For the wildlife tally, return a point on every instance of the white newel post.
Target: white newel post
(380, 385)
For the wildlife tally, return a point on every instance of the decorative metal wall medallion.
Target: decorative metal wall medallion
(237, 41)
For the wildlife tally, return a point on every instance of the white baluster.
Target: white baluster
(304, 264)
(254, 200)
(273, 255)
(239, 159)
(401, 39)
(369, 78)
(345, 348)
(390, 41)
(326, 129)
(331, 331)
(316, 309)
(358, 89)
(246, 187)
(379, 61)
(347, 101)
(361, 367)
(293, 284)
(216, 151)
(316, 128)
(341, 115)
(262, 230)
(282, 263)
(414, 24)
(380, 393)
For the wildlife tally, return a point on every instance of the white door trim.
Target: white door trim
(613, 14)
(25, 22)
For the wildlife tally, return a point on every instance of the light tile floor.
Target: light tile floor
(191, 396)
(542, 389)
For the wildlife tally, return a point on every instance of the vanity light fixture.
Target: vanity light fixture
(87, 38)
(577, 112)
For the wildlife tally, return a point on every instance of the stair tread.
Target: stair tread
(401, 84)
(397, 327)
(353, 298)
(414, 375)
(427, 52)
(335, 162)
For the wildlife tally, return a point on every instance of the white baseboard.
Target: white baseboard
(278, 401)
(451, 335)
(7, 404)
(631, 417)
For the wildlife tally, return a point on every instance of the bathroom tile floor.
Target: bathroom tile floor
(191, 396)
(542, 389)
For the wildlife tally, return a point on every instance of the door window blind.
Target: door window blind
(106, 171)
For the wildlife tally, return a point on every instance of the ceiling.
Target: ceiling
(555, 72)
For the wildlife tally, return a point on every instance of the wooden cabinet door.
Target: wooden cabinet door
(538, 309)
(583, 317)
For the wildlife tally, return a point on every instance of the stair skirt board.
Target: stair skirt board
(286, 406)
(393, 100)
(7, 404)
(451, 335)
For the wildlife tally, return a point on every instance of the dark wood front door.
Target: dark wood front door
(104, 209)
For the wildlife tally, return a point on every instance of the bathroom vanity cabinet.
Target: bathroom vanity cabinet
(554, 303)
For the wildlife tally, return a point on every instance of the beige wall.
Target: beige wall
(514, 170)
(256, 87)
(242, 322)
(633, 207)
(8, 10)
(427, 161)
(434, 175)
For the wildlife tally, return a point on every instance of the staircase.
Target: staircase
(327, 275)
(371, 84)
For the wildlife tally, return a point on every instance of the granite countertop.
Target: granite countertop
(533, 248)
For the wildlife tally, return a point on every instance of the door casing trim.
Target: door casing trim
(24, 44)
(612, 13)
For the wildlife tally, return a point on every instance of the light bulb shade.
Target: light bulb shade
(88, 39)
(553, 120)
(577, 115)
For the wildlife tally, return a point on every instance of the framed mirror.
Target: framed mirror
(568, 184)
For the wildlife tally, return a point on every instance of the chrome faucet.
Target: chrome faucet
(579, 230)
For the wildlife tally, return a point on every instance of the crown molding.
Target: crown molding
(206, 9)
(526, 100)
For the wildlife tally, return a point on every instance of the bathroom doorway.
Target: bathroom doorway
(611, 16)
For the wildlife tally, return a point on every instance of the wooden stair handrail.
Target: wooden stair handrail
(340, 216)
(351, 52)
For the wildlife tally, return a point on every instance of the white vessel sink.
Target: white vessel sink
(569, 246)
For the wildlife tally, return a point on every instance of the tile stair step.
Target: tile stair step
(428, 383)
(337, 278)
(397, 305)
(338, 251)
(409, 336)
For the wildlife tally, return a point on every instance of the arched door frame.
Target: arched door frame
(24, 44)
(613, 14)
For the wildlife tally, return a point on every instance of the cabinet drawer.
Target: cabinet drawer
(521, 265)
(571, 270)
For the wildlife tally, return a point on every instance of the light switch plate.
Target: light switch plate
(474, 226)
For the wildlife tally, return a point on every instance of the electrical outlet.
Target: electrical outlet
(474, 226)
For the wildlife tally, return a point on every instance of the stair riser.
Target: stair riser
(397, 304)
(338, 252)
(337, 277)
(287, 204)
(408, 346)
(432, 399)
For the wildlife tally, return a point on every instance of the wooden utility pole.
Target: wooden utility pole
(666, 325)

════════════════════

# Goal
Copy all of the items above, word for word and line by line, with nothing changed.

# Complete answer
For the wildlife tally, return a point on every instance of the white newel post.
Target: white newel post
(380, 385)
For the wildlife tally, return a point on every instance of the decorative metal wall medallion.
Target: decorative metal wall medallion
(237, 41)
For the wildlife tally, return a point on every instance of the white baluster.
Target: white baluster
(304, 264)
(254, 200)
(273, 255)
(239, 159)
(401, 39)
(369, 78)
(345, 348)
(390, 41)
(326, 129)
(331, 331)
(316, 309)
(358, 89)
(246, 187)
(379, 61)
(347, 101)
(361, 367)
(293, 284)
(216, 151)
(316, 128)
(341, 115)
(262, 230)
(282, 263)
(414, 24)
(380, 393)
For the wildlife tally, return a point on every instance of the white door trim.
Target: white door trim
(613, 14)
(25, 22)
For the wildlife tally, return a point on every instance of the light tile floor.
Target: light tile floor
(191, 396)
(542, 389)
For the wildlife tally, return a point on every instance of the vanity light fixture.
Target: vanity light fixture
(87, 38)
(577, 112)
For the wildlife tally, return a point on every instance of the stair tread.
Target: stair tread
(401, 84)
(397, 327)
(353, 298)
(414, 375)
(427, 52)
(335, 162)
For the wildlife tally, return a point on every instance of the white baseboard.
Target: white baseboard
(278, 401)
(451, 335)
(7, 404)
(631, 417)
For the wildlife tally, return a point on every instance of the bathroom tile floor.
Target: bathroom tile floor
(191, 396)
(542, 389)
For the wildlife tally, return a point on every instance of the door window blind.
Target: door window blind
(106, 171)
For the wildlife tally, return a point on every instance of the ceiling.
Target: ceiling
(555, 72)
For the wildlife tally, return a point on every instance of the wooden cabinet door.
Target: wooden cabinet door
(538, 309)
(583, 317)
For the wildlife tally, return a point on every instance of the stair skirt board.
Target: stair skirt board
(286, 406)
(393, 100)
(7, 404)
(451, 335)
For the wildlife tally, return a point on every instance of the dark wood front door.
Target: dark wood front door
(104, 209)
For the wildlife tally, return a point on every instance of the bathroom vanity cabinet.
Target: bathroom vanity cabinet
(554, 303)
For the wildlife tally, return a point on every instance of the beige wall.
Target: beige wall
(514, 170)
(256, 87)
(242, 322)
(633, 207)
(8, 10)
(427, 161)
(434, 175)
For the wildlife tally, return a point on every instance of the staircase.
Target: staircase
(327, 275)
(371, 84)
For the wildlife tally, return a point on every instance of the granite countertop.
Target: granite countertop
(533, 248)
For the wildlife tally, return a point on every instance of the door casing trim.
Target: door casing trim
(24, 44)
(612, 13)
For the wildlife tally, return a point on every instance of the light bulb shade.
Target: light bulb shade
(88, 39)
(553, 120)
(577, 115)
For the wildlife tally, return a point on every instance of the framed mirror.
Target: framed mirror
(568, 184)
For the wildlife tally, return a point on every instance of the chrome faucet.
Target: chrome faucet
(579, 230)
For the wildlife tally, return a point on every instance of the crown molding.
Target: crown molding
(206, 9)
(526, 100)
For the wildlife tally, return a point on every instance of the bathroom doorway.
Target: bathroom doorway
(611, 16)
For the wildlife tally, return a point on every instance of the wooden stair handrail.
Target: wooden stair handrail
(340, 216)
(351, 52)
For the wildlife tally, return a point on every instance of the white vessel sink.
Target: white vessel sink
(569, 246)
For the wildlife tally, return a point on every instance of the tile stair step.
Target: tile stair step
(428, 383)
(337, 278)
(397, 305)
(338, 251)
(409, 336)
For the wildlife tally, return a point on every instance of the arched door frame.
Target: arched door frame
(24, 44)
(613, 14)
For the wildlife tally, return a point on every instance of the cabinet drawer.
Target: cabinet drawer
(521, 265)
(571, 270)
For the wildlife tally, return a point on every instance of the light switch plate.
Target: light switch plate
(474, 226)
For the wildlife tally, return a point on every instance of the electrical outlet.
Target: electrical outlet
(474, 226)
For the wildlife tally, return a point on every instance of the stair riser.
Target: stair riser
(397, 304)
(338, 252)
(337, 277)
(287, 204)
(408, 346)
(432, 399)
For the wildlife tally, return a point on every instance of the wooden utility pole.
Target: wooden utility pole
(666, 325)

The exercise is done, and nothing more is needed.